Task brief: Lines before the one containing "Expected: for each instance of the terracotta" are excluded; reproduce that line and all lines after it in the entries below, exactly.

[Natural-language object grounding data]
- - -

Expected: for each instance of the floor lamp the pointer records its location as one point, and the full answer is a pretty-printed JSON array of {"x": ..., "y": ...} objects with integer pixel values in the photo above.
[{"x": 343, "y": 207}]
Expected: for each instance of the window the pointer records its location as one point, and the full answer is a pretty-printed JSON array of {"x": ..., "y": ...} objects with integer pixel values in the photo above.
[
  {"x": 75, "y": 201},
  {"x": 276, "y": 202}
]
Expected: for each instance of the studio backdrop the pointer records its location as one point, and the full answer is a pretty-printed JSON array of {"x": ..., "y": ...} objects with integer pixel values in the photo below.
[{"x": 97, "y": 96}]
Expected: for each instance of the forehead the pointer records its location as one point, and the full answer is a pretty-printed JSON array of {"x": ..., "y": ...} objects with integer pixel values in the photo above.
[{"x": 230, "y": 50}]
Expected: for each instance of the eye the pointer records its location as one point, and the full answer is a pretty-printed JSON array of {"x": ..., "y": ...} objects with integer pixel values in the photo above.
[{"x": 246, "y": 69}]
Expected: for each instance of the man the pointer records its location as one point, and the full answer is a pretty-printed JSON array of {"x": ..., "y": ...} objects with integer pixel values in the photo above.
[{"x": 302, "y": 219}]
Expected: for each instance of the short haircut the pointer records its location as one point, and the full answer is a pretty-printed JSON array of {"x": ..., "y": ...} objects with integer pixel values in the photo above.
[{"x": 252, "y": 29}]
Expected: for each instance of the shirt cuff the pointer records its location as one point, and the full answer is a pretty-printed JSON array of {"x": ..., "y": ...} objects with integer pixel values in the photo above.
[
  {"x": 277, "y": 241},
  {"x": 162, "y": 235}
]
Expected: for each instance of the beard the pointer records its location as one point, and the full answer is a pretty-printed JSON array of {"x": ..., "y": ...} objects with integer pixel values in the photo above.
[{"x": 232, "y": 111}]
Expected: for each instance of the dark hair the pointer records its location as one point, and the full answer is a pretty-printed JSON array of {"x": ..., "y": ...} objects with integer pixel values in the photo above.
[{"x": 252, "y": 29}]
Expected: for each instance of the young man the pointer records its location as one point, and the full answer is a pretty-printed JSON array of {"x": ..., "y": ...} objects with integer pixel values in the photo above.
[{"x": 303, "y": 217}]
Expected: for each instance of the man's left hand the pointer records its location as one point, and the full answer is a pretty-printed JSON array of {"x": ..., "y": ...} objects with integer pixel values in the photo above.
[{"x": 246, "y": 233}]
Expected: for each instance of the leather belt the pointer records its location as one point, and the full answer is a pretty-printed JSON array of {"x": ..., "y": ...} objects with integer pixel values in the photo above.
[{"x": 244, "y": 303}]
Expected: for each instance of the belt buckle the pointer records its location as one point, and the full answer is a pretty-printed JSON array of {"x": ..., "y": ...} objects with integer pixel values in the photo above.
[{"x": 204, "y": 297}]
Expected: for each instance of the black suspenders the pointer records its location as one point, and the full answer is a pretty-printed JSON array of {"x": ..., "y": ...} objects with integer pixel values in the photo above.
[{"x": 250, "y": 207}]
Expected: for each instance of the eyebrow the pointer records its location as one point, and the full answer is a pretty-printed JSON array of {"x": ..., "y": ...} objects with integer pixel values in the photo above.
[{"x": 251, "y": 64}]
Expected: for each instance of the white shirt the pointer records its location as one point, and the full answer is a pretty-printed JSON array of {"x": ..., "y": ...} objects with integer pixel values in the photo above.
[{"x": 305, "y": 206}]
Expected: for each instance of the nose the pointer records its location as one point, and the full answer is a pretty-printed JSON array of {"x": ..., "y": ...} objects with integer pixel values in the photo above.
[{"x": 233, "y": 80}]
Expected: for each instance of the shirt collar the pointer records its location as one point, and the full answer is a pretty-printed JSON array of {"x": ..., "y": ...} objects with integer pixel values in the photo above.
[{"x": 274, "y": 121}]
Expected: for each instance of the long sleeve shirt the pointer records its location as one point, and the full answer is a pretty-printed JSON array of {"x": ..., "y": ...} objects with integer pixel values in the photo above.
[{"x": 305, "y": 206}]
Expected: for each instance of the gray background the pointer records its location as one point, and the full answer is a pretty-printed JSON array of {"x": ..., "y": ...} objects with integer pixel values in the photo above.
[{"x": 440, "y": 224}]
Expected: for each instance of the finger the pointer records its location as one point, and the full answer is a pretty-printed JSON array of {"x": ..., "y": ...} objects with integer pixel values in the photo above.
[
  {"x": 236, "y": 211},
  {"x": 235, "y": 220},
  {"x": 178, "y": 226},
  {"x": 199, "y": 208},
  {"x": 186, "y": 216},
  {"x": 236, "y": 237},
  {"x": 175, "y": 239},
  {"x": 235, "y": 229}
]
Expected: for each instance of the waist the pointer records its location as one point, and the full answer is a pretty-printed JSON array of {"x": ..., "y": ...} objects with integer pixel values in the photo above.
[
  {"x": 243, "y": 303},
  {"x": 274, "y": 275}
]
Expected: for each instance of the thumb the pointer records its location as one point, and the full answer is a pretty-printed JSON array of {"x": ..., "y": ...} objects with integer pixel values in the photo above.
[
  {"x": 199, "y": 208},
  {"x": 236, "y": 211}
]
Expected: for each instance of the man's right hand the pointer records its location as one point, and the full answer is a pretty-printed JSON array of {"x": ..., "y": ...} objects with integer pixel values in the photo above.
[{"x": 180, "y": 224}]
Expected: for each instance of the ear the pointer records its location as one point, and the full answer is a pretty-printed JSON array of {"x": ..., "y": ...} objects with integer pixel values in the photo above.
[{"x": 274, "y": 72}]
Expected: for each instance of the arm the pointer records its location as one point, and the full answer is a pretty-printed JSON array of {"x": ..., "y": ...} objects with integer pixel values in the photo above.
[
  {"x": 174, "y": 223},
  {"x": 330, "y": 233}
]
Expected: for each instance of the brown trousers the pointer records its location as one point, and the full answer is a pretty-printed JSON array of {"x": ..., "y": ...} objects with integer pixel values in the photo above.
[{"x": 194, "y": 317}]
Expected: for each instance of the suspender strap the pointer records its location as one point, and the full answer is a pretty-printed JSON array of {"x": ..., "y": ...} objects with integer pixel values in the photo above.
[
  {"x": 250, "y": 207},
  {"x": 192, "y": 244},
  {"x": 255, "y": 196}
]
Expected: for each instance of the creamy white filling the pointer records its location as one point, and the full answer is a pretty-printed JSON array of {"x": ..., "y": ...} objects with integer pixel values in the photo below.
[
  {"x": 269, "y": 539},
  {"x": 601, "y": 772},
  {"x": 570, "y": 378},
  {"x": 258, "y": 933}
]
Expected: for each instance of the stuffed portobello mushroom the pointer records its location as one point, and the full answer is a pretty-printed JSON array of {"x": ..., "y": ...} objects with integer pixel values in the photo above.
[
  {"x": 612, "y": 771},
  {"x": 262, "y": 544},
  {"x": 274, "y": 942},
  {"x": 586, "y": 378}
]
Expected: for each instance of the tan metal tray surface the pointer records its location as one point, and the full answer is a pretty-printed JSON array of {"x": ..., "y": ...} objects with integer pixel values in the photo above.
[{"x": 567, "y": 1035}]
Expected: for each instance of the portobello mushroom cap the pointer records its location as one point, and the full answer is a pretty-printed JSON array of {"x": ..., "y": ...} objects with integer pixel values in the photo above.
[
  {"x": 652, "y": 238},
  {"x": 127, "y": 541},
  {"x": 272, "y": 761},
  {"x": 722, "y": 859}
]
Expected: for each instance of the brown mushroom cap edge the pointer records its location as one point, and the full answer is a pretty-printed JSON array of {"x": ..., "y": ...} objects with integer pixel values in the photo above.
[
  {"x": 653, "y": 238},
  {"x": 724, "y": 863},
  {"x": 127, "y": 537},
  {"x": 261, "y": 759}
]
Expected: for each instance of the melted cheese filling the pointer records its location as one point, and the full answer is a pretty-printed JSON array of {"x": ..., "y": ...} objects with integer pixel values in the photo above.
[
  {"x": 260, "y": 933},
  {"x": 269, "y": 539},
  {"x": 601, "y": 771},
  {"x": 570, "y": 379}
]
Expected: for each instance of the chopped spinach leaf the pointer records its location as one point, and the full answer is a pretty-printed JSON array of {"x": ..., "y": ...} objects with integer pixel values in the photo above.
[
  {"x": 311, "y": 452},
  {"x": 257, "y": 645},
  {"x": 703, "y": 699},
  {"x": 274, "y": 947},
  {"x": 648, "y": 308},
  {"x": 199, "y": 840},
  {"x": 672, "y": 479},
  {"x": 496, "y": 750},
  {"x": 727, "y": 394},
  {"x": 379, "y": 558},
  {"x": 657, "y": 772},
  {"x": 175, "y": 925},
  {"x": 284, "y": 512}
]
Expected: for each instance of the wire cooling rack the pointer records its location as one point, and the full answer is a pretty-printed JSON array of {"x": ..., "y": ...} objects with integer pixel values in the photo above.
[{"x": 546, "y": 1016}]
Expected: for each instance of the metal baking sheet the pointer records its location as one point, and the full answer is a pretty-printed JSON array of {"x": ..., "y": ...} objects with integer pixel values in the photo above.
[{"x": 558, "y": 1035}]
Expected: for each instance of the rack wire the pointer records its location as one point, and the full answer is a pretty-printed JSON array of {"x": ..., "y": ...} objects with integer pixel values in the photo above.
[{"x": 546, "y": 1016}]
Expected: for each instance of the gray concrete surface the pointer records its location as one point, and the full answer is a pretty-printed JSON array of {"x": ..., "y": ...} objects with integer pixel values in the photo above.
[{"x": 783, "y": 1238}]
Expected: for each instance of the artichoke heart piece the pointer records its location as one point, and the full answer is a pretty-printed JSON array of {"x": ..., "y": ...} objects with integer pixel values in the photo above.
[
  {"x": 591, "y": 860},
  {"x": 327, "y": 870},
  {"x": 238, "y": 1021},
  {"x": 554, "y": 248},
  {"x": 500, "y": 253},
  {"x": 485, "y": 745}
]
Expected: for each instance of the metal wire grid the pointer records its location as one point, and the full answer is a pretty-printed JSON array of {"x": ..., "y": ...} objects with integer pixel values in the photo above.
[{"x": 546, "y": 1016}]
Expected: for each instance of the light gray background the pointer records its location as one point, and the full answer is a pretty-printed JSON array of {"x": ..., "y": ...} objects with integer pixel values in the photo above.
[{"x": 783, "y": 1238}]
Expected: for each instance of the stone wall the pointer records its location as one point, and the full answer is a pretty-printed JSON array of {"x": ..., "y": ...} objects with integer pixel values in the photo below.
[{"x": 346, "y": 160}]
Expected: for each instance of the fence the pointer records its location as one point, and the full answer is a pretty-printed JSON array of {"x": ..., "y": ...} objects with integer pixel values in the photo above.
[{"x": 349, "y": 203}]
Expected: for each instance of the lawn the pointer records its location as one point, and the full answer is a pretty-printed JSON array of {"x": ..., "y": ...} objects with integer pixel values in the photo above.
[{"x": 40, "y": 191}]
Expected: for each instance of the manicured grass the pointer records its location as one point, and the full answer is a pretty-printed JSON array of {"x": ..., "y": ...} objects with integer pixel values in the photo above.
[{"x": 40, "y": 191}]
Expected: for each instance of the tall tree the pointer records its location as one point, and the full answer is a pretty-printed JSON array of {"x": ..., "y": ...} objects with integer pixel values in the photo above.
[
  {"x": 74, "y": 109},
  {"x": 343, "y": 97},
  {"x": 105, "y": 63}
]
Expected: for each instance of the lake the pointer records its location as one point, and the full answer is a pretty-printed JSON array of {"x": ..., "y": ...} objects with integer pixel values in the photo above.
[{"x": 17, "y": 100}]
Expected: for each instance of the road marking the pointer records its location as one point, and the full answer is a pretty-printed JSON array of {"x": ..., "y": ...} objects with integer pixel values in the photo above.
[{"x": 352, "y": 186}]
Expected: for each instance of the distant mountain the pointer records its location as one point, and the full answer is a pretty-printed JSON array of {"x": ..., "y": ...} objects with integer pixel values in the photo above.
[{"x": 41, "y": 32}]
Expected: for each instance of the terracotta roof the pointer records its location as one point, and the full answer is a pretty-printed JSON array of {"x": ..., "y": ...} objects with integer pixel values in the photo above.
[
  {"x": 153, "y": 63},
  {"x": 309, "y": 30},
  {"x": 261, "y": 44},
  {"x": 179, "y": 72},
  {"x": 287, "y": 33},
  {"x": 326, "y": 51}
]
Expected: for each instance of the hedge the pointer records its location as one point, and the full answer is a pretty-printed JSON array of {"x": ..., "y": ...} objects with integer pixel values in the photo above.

- - -

Your response:
Expected: for each instance of the terracotta roof the pointer records its location as one point, and the full answer is a pretty-printed JSON array of {"x": ..., "y": ...} objects with integer pixel values in the photo above.
[
  {"x": 153, "y": 63},
  {"x": 309, "y": 30},
  {"x": 261, "y": 44},
  {"x": 179, "y": 72},
  {"x": 287, "y": 33},
  {"x": 326, "y": 51}
]
Expected: for each instance of the hedge the pointer records its location as one point, and the full answer is a pretty-printed JSON array of {"x": ..., "y": ...} objects with integer pixel values in the photo above.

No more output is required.